__What the task asks__.
Restate the listing below exactly, images excluded.
(Data section Opens)
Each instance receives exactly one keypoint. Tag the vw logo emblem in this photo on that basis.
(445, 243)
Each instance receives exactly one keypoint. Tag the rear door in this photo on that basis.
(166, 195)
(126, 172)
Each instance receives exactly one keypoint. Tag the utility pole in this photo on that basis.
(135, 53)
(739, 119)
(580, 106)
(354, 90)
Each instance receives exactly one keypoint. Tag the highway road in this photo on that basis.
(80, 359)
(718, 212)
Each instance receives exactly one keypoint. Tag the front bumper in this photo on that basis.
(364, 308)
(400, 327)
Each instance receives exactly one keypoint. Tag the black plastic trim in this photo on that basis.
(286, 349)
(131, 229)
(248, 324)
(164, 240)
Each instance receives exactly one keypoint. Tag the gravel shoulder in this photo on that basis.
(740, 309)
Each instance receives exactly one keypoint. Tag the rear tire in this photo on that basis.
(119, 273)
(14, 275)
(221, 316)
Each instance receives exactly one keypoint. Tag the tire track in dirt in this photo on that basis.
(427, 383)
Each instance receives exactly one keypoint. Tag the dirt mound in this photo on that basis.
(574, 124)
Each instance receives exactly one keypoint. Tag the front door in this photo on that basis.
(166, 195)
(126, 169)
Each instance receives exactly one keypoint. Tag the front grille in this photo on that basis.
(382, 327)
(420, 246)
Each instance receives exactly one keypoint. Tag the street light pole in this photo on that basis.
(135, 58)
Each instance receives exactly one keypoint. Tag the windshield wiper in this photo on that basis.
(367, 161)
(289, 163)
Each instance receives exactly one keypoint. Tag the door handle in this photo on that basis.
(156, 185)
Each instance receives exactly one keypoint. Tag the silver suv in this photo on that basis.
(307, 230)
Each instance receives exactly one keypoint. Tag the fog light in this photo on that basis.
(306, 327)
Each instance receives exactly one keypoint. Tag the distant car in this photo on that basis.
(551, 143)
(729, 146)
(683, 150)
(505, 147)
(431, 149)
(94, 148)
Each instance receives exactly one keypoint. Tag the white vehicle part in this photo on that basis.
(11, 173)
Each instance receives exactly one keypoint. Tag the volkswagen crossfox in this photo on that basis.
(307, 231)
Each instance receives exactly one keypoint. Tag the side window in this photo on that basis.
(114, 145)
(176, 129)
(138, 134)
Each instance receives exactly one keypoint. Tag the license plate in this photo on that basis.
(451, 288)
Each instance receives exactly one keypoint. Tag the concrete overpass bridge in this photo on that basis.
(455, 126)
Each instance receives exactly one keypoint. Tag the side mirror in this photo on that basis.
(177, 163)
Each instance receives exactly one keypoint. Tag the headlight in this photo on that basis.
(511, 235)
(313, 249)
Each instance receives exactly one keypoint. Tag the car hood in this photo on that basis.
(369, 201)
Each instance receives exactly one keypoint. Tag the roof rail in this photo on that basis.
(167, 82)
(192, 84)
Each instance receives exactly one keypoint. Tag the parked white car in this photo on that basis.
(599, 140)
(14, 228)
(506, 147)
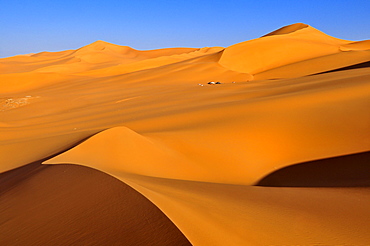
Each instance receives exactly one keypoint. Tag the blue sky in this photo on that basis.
(30, 26)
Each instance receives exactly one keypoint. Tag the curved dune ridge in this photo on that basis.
(277, 154)
(75, 205)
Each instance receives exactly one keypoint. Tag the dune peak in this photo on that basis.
(288, 29)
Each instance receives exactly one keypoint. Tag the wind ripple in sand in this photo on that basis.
(195, 151)
(12, 103)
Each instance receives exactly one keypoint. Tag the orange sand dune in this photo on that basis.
(74, 205)
(149, 118)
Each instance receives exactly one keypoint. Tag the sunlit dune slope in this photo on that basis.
(74, 205)
(195, 150)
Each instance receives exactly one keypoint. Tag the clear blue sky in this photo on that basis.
(30, 26)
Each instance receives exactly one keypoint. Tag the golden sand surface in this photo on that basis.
(197, 151)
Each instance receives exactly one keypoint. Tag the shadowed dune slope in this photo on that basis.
(75, 205)
(342, 171)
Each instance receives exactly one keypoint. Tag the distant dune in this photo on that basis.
(276, 153)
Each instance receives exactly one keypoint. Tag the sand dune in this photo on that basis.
(74, 205)
(291, 113)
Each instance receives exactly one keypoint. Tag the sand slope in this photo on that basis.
(74, 205)
(195, 150)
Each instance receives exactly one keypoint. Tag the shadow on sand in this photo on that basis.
(343, 171)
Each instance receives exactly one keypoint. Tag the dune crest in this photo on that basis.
(287, 29)
(288, 45)
(195, 129)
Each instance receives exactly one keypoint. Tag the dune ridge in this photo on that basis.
(196, 151)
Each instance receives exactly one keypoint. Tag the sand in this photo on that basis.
(277, 154)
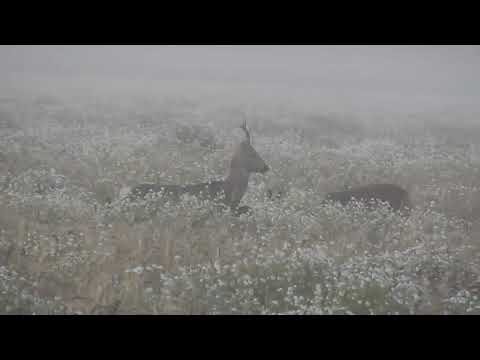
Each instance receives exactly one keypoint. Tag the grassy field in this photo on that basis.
(68, 245)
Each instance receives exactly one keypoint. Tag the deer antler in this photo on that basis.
(244, 127)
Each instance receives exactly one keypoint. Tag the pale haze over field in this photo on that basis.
(356, 78)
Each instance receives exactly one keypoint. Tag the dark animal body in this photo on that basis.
(393, 195)
(228, 192)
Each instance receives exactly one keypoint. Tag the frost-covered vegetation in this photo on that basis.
(69, 245)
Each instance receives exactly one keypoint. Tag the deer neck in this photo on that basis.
(237, 183)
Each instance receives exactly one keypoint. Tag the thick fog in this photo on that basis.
(352, 78)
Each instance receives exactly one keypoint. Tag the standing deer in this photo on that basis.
(394, 195)
(229, 191)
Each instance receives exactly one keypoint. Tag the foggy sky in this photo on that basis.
(368, 76)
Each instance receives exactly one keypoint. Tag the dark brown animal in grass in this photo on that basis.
(Data section Closes)
__Task result__.
Each instance receives exactly one keypoint. Tag the vw logo emblem in this photo on that basis.
(445, 243)
Each instance receives exactly one keypoint. Tag the rear door in this photo on that basis.
(166, 195)
(126, 172)
Each instance receives exactly one keypoint. Tag the utility pole in this photo on that basis.
(135, 53)
(739, 119)
(580, 106)
(354, 90)
Each instance receives exactly one keypoint. Tag the highway road in this photo on that basis.
(80, 359)
(718, 212)
Each instance receives exactly one keypoint. Tag the front bumper in this photo on that basis.
(364, 308)
(400, 327)
Each instance receives exactly one keypoint. Tag the black plastic trim in this photo on that basis.
(286, 349)
(131, 229)
(248, 324)
(164, 240)
Each instance receives exactly one keypoint. Tag the gravel shoulder in this photo on that basis.
(740, 309)
Each instance receives exactly one keypoint. Tag the rear tire in this photo on that basis.
(119, 273)
(14, 275)
(221, 316)
Each instance receives exactly one keypoint. Tag the tire track in dirt in this photo on that basis.
(427, 383)
Each instance receives exactly one keypoint. Tag the dirt mound in this photo on that basis.
(574, 124)
Each instance receives exactly one keypoint. Tag the front door in this photo on that basis.
(166, 195)
(126, 169)
Each instance receives exactly one keypoint. Tag the front grille in this photo on that basis.
(382, 327)
(420, 246)
Each instance receives exactly one keypoint. Tag the street light pole in this photo on that basis.
(135, 58)
Each instance receives exactly one keypoint. Tag the windshield wiper in this photo on that basis.
(367, 161)
(289, 163)
Each instance receives exactly one keypoint. Tag the door handle in this photo on that basis.
(156, 185)
Each instance receives exactly one keypoint. Tag the silver suv in this photo on that basis.
(307, 230)
Each instance receives exactly one keypoint. Tag the fog light in this photo on that basis.
(306, 327)
Each instance receives exactly one keypoint. Tag the distant car in this photo on that basis.
(551, 143)
(729, 146)
(683, 150)
(505, 147)
(431, 149)
(94, 148)
Each instance receives exactly one keypoint. Tag the white vehicle part in this photo on that basis.
(11, 173)
Each instance receives exactly one keypoint. Tag the volkswagen crossfox in this photo on that basis.
(307, 231)
Each instance receives exactly one keypoint. Tag the side window in this photo on that basis.
(114, 145)
(176, 129)
(138, 134)
Each instance receives exactly one keypoint. Tag the license plate in this photo on that basis.
(451, 288)
Each instance receives exactly one keypoint. Tag the concrete overpass bridge in this photo on that basis.
(455, 126)
Each instance receives exactly one keypoint. Tag the side mirror in this photo on that basis.
(177, 163)
Each instance receives exactly one keypoint. Tag the headlight in this photo on that basis.
(511, 235)
(313, 249)
Each instance receives exactly one keypoint. Tag the car hood in this photo on that basis.
(369, 201)
Each instance receives exactly one keypoint. Tag the roof rail in this photo on that basis.
(167, 82)
(192, 84)
Each instance receives exactly one keypoint. Tag the parked white car in this photo on that basis.
(599, 140)
(14, 228)
(506, 147)
Each instance receives exactly one keypoint. Tag the blue sky in this photo on that basis.
(30, 26)
Each instance receives exactly one keypoint. Tag the curved dune ridge in this photo on that basis.
(277, 154)
(75, 205)
Each instance receives exactly one keypoint. Tag the dune peak in this photo on that basis.
(288, 29)
Each instance receives exactly one keypoint. Tag the wind ripple in sand in this photo on that basis.
(195, 151)
(12, 103)
Each instance receives exactly one keypoint. Tag the orange sand dune in this photo on that basis.
(74, 205)
(149, 118)
Each instance receives exactly one keypoint. Tag the sunlit dune slope in this photo on that basis.
(74, 205)
(195, 150)
Each instance receives exactly one keypoint. Tag the clear blue sky in this photo on that basis.
(30, 26)
Each instance receives exactly one keypoint. Tag the golden sand surface in this photo on that basis.
(197, 151)
Each instance receives exactly one keypoint. Tag the shadowed dune slope in this photo on that basis.
(75, 205)
(342, 171)
Each instance receives exactly one keypoint. Tag the distant dune in this photo on that basis.
(276, 153)
Each instance receives exactly one keypoint. Tag the sand dune in this photo on that basis.
(74, 205)
(291, 113)
Each instance receives exactly one keypoint. Tag the sand slope in this photo on that basis.
(74, 205)
(195, 150)
Each instance receives exactly one keypoint. Tag the shadow on sand in this photo on that basis.
(343, 171)
Each instance receives exactly one keypoint. Tag the dune crest in this photo on that basis.
(287, 29)
(288, 45)
(195, 129)
Each instance receives exactly one keypoint. Tag the dune ridge in this photo on that basis.
(196, 151)
Each instance receives exactly one keypoint. Tag the sand in this photo on that basis.
(277, 154)
Each instance receives exactly one keypoint. Tag the grassy field in this photo on that basis.
(68, 245)
Each instance receives exactly one keypoint. Tag the deer antler in this photo on that basis.
(244, 127)
Each instance receives exactly one keypoint. Tag the pale haze over field in this photo on that basis.
(356, 78)
Each instance receives exactly one keypoint. Tag the dark animal body in this photo on that basis.
(393, 195)
(228, 192)
Each instance receives exactly one keypoint. Tag the frost-covered vegetation in this photo on that basis.
(69, 245)
Each instance receives exactly one keypoint. Tag the deer neck in this photo on that basis.
(237, 183)
Each instance receives exactly one keypoint. Tag the thick fog in this photo on that basis.
(352, 78)
Each instance receives exactly one keypoint. Tag the standing deer in this photo on that basis.
(394, 195)
(229, 191)
Each instance receives exactly one keypoint. Tag the foggy sky in this photo on that basis.
(368, 76)
Each instance receives exactly one keypoint. Tag the dark brown animal in grass in this photo on that basis.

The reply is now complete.